▸ Task brief:
Pick out every line in the items below that contains the word "door" and copy each one. The match is case-sensitive.

■ ■ ■ ■

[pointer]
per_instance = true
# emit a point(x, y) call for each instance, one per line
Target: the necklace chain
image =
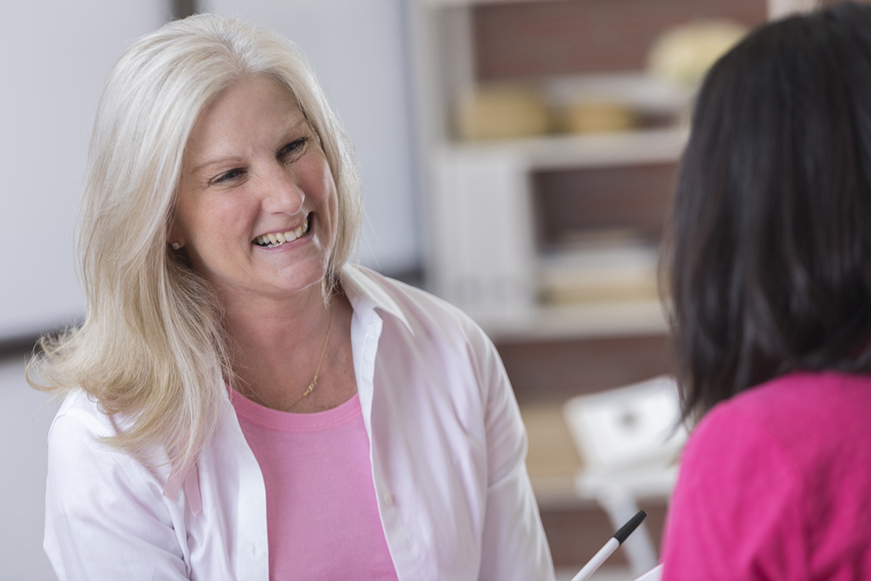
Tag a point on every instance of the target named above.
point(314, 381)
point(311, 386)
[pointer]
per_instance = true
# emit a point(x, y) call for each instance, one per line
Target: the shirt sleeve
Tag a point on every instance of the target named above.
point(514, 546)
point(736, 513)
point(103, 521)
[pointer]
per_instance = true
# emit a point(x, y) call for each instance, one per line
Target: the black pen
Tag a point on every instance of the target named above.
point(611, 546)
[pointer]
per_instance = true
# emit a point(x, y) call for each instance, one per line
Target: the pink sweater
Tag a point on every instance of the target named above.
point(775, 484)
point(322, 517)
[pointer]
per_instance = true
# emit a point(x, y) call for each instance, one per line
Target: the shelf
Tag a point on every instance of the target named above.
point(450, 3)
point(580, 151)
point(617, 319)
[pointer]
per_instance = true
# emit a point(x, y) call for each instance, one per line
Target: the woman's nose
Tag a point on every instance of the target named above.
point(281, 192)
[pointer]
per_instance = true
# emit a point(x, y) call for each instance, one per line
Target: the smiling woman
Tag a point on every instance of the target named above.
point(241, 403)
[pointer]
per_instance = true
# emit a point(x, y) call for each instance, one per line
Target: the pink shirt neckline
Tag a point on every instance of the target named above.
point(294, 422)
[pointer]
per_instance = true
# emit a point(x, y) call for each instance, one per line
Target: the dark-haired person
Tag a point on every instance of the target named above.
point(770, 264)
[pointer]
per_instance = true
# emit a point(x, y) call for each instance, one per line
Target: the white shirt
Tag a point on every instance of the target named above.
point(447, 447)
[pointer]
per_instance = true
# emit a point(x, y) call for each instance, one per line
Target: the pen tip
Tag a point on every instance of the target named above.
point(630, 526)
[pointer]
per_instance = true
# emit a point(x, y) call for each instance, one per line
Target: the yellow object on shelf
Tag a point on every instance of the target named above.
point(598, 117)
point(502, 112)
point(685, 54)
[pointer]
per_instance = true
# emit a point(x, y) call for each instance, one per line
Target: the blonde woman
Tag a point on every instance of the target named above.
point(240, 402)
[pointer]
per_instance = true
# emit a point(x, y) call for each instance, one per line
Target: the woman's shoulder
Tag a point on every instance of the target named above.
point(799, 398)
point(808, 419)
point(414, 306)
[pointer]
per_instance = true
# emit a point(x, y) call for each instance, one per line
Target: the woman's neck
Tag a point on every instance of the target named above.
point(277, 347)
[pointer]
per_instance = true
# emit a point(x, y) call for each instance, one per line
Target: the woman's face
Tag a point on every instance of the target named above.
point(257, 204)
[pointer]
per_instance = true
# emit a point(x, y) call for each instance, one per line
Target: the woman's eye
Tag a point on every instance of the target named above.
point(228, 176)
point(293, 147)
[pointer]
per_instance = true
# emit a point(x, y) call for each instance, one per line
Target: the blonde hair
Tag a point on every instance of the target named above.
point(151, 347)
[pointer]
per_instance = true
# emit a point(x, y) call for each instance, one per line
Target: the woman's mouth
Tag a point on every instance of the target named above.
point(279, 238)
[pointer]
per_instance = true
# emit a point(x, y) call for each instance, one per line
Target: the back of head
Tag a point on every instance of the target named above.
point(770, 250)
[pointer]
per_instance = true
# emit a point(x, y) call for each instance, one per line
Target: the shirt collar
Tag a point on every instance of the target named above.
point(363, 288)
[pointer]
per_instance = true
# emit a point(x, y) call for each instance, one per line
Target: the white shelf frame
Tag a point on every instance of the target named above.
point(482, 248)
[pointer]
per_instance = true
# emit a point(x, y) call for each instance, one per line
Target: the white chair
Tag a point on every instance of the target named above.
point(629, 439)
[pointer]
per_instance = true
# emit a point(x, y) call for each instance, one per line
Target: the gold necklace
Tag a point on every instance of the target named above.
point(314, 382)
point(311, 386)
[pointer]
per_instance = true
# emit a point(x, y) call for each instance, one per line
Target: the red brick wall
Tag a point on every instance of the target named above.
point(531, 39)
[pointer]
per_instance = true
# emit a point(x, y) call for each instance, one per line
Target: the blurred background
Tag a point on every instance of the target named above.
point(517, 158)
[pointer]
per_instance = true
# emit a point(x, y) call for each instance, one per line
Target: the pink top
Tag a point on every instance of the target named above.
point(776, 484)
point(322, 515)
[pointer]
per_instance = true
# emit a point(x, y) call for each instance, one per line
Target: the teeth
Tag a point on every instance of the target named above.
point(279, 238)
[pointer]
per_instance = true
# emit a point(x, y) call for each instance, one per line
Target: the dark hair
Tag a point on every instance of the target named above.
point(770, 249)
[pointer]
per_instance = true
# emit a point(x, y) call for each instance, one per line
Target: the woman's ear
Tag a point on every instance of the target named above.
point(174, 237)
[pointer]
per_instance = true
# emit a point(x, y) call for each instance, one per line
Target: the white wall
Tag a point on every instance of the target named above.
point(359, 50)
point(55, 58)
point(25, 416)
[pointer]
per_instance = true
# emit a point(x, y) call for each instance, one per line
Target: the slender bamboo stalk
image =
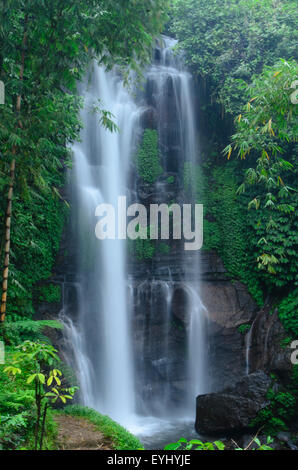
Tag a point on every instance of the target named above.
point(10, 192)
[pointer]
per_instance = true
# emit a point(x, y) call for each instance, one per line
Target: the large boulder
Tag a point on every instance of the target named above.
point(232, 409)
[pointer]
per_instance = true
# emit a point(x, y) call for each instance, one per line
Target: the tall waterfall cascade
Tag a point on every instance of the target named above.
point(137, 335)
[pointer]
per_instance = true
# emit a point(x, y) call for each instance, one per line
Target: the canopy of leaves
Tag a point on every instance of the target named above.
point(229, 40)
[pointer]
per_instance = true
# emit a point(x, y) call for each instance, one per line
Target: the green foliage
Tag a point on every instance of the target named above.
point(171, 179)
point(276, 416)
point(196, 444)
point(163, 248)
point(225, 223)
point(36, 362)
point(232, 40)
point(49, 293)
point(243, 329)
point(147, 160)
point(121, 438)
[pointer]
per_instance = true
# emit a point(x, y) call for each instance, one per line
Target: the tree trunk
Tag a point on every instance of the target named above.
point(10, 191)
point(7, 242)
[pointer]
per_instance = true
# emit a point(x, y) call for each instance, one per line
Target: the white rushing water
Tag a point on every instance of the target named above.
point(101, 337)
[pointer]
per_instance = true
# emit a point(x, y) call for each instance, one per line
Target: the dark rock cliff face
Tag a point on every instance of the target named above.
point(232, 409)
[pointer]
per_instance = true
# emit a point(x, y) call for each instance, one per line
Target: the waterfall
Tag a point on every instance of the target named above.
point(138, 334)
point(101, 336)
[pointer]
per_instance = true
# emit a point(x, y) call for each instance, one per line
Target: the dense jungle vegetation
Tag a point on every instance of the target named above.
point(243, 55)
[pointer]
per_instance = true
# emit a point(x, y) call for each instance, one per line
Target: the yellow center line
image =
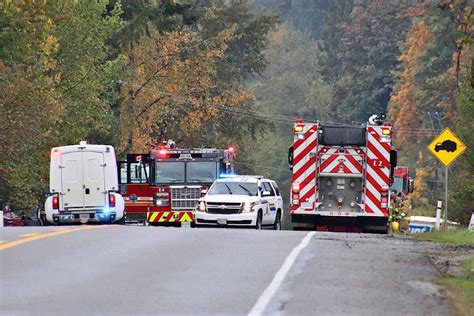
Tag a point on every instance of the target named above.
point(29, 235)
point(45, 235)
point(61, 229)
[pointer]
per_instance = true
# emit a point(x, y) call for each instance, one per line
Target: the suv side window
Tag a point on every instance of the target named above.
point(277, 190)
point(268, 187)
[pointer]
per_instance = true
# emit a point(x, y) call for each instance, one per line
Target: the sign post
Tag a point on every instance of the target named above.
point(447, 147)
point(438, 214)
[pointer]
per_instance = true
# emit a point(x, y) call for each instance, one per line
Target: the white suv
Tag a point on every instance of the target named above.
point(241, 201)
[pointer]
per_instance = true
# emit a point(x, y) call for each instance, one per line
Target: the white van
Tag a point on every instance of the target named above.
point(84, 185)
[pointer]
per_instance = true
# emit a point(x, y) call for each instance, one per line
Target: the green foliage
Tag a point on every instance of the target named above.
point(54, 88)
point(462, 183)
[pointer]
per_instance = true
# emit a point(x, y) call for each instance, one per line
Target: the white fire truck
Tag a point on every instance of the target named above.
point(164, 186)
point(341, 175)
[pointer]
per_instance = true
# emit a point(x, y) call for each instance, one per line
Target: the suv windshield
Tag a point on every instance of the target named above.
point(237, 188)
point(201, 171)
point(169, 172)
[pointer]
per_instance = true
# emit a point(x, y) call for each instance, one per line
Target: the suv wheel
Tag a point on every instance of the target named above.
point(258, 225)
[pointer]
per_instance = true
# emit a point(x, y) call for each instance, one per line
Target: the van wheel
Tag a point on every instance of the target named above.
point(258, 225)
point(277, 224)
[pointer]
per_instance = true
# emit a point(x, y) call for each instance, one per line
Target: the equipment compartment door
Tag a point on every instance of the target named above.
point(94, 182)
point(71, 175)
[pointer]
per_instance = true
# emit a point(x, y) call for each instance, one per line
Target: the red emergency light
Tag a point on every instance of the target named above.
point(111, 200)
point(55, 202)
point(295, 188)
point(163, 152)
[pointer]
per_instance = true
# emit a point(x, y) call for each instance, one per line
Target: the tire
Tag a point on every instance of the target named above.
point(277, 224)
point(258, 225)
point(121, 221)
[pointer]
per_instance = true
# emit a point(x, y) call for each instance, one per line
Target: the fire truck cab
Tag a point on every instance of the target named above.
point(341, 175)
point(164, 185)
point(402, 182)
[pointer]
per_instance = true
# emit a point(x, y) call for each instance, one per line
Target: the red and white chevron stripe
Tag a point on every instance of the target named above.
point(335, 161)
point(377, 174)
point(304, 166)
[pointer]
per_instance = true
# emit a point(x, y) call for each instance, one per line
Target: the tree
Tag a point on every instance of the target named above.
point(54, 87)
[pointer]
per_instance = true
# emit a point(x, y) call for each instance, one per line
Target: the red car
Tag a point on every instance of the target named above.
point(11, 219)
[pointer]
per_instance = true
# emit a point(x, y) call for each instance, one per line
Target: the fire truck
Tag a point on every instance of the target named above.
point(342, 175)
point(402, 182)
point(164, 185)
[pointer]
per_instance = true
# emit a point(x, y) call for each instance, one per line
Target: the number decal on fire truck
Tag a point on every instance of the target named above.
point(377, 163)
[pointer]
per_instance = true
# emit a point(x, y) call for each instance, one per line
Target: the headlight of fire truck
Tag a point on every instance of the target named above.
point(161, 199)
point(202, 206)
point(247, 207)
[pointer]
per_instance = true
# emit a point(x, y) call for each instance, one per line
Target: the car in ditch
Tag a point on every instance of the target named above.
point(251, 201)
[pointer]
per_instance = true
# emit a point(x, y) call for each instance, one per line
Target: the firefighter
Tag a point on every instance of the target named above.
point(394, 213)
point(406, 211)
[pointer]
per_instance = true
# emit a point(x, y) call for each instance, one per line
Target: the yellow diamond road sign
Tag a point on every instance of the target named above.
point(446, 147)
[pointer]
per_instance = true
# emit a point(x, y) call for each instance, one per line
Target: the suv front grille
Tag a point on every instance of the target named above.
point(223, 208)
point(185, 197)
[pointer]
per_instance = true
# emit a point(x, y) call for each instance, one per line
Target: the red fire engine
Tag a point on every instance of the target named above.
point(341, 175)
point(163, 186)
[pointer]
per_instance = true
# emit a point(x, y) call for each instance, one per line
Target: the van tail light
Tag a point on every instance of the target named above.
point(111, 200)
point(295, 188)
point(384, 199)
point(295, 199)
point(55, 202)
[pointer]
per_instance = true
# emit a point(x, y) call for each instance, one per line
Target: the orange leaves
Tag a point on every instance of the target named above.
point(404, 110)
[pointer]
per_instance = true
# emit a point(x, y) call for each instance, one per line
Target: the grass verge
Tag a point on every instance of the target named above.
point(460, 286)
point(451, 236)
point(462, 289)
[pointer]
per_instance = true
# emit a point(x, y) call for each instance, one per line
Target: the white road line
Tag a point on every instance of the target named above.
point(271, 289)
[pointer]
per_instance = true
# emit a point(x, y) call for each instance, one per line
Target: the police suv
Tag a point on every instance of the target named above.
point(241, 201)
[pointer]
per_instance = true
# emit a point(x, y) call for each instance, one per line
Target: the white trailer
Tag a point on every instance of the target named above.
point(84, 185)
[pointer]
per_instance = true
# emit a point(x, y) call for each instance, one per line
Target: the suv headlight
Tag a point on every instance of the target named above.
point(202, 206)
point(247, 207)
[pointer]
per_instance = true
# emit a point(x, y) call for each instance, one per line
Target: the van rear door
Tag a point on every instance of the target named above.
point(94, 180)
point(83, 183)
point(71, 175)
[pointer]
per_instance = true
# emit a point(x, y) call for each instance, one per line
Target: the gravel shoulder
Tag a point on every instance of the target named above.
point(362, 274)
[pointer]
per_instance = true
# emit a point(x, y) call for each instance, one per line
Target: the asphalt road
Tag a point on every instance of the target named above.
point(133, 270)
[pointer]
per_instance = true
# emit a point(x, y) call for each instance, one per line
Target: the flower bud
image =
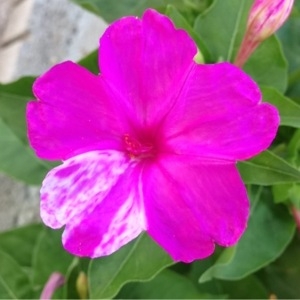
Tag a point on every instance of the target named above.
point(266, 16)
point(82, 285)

■ ■ ■ ■

▸ Answer to the task:
Target: the equipment compartment door
Target: the van rear door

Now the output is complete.